> Provided records
--- START ---

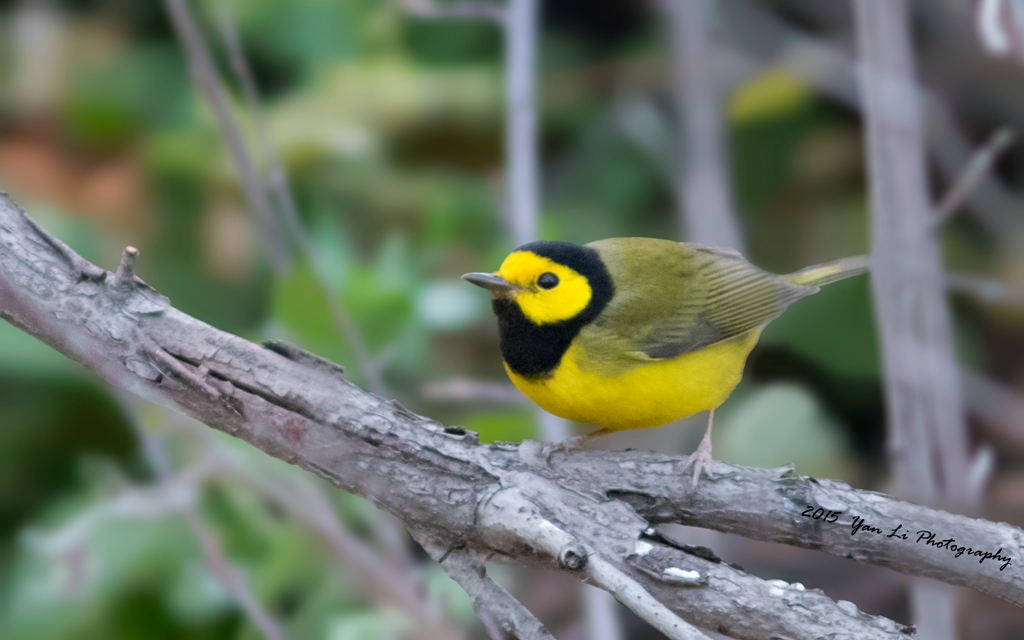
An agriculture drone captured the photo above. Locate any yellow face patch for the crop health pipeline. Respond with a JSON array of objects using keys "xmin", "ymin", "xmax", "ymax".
[{"xmin": 498, "ymin": 251, "xmax": 593, "ymax": 325}]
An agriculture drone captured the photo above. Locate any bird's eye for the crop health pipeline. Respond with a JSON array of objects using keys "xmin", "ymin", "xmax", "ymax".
[{"xmin": 537, "ymin": 273, "xmax": 558, "ymax": 289}]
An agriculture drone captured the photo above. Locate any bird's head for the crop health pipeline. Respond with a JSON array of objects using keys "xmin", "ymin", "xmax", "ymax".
[{"xmin": 463, "ymin": 241, "xmax": 612, "ymax": 326}]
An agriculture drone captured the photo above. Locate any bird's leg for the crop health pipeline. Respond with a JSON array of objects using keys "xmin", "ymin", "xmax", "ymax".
[
  {"xmin": 542, "ymin": 429, "xmax": 612, "ymax": 458},
  {"xmin": 683, "ymin": 409, "xmax": 715, "ymax": 487}
]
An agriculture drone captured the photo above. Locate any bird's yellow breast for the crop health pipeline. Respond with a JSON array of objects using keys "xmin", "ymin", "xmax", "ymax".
[{"xmin": 505, "ymin": 329, "xmax": 761, "ymax": 431}]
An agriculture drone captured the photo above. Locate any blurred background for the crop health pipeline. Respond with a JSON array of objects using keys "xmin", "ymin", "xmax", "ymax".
[{"xmin": 0, "ymin": 0, "xmax": 1024, "ymax": 640}]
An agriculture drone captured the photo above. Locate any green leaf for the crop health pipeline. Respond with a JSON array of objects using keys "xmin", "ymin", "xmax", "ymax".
[{"xmin": 714, "ymin": 383, "xmax": 853, "ymax": 478}]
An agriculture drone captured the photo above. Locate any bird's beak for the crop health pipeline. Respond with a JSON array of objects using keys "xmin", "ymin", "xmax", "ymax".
[{"xmin": 462, "ymin": 273, "xmax": 519, "ymax": 295}]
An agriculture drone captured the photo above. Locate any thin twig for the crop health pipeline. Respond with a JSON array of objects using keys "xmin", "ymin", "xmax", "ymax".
[
  {"xmin": 662, "ymin": 0, "xmax": 743, "ymax": 251},
  {"xmin": 587, "ymin": 556, "xmax": 708, "ymax": 640},
  {"xmin": 183, "ymin": 506, "xmax": 285, "ymax": 640},
  {"xmin": 207, "ymin": 0, "xmax": 388, "ymax": 395},
  {"xmin": 934, "ymin": 127, "xmax": 1014, "ymax": 228},
  {"xmin": 121, "ymin": 397, "xmax": 285, "ymax": 640},
  {"xmin": 945, "ymin": 271, "xmax": 1024, "ymax": 307},
  {"xmin": 854, "ymin": 0, "xmax": 979, "ymax": 640},
  {"xmin": 436, "ymin": 545, "xmax": 554, "ymax": 640},
  {"xmin": 401, "ymin": 0, "xmax": 507, "ymax": 24},
  {"xmin": 164, "ymin": 0, "xmax": 291, "ymax": 273}
]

--- END ---

> Objective
Except for the pictures, copy every line of the records above exactly.

> Written response
An agriculture drone captured the photo above. Locate any yellow face patch for the crop health pipeline. Respond with a JSON array of objects using keys "xmin", "ymin", "xmax", "ymax".
[{"xmin": 498, "ymin": 251, "xmax": 593, "ymax": 325}]
An agriculture drone captured the photo above. Locate any bird's eye for the crop health pipeline. Respond with a JSON array of objects using keys "xmin", "ymin", "xmax", "ymax".
[{"xmin": 537, "ymin": 273, "xmax": 558, "ymax": 289}]
An agriculture drone captured the photo above. Locate any bird's head for the crop health pipeline. Respond with a JSON array of objects using keys "xmin", "ymin", "xmax", "ymax".
[{"xmin": 463, "ymin": 241, "xmax": 612, "ymax": 326}]
An agriculture drone captured the photo above. Locate any bird's leg for the crop health pipeline. Respond with a JSON array of objects using keys "xmin", "ymin", "xmax", "ymax".
[
  {"xmin": 542, "ymin": 429, "xmax": 612, "ymax": 458},
  {"xmin": 683, "ymin": 409, "xmax": 715, "ymax": 487}
]
An agriculture drone captured the photo above. Locate any bird's yellow breast for the crop health pipeline. Respond with a JSON array of objects using keys "xmin", "ymin", "xmax", "ymax".
[{"xmin": 505, "ymin": 329, "xmax": 761, "ymax": 431}]
An agriculture drone captured the photo above. Locate any blurred background for the crop health pipeline. Respond with a JSON array of objects using keys "xmin", "ymin", "xmax", "ymax".
[{"xmin": 0, "ymin": 0, "xmax": 1024, "ymax": 640}]
An agriculture drone captured the photo above. Locate any green leaf for the crop health pipeline. Respond with a JSON array of objects using keys "xmin", "ymin", "xmax", "ymax".
[{"xmin": 714, "ymin": 383, "xmax": 853, "ymax": 478}]
An agriculture drone captured the photo above. Locate any bird's beak for the crop health pipeline. Respond with a JSON array of objects using keys "xmin", "ymin", "xmax", "ymax".
[{"xmin": 462, "ymin": 273, "xmax": 519, "ymax": 295}]
An agriculture drone captured the photo above. Locate any thin twig for the crop health pipeline. Respond with a JSON array of objects using keys "xmin", "ymin", "xmax", "ymax".
[
  {"xmin": 662, "ymin": 0, "xmax": 743, "ymax": 251},
  {"xmin": 587, "ymin": 556, "xmax": 708, "ymax": 640},
  {"xmin": 183, "ymin": 506, "xmax": 285, "ymax": 640},
  {"xmin": 207, "ymin": 0, "xmax": 388, "ymax": 395},
  {"xmin": 934, "ymin": 127, "xmax": 1014, "ymax": 228},
  {"xmin": 121, "ymin": 397, "xmax": 285, "ymax": 640},
  {"xmin": 945, "ymin": 271, "xmax": 1024, "ymax": 307},
  {"xmin": 854, "ymin": 0, "xmax": 979, "ymax": 640},
  {"xmin": 436, "ymin": 545, "xmax": 554, "ymax": 640},
  {"xmin": 401, "ymin": 0, "xmax": 507, "ymax": 24},
  {"xmin": 164, "ymin": 0, "xmax": 291, "ymax": 273}
]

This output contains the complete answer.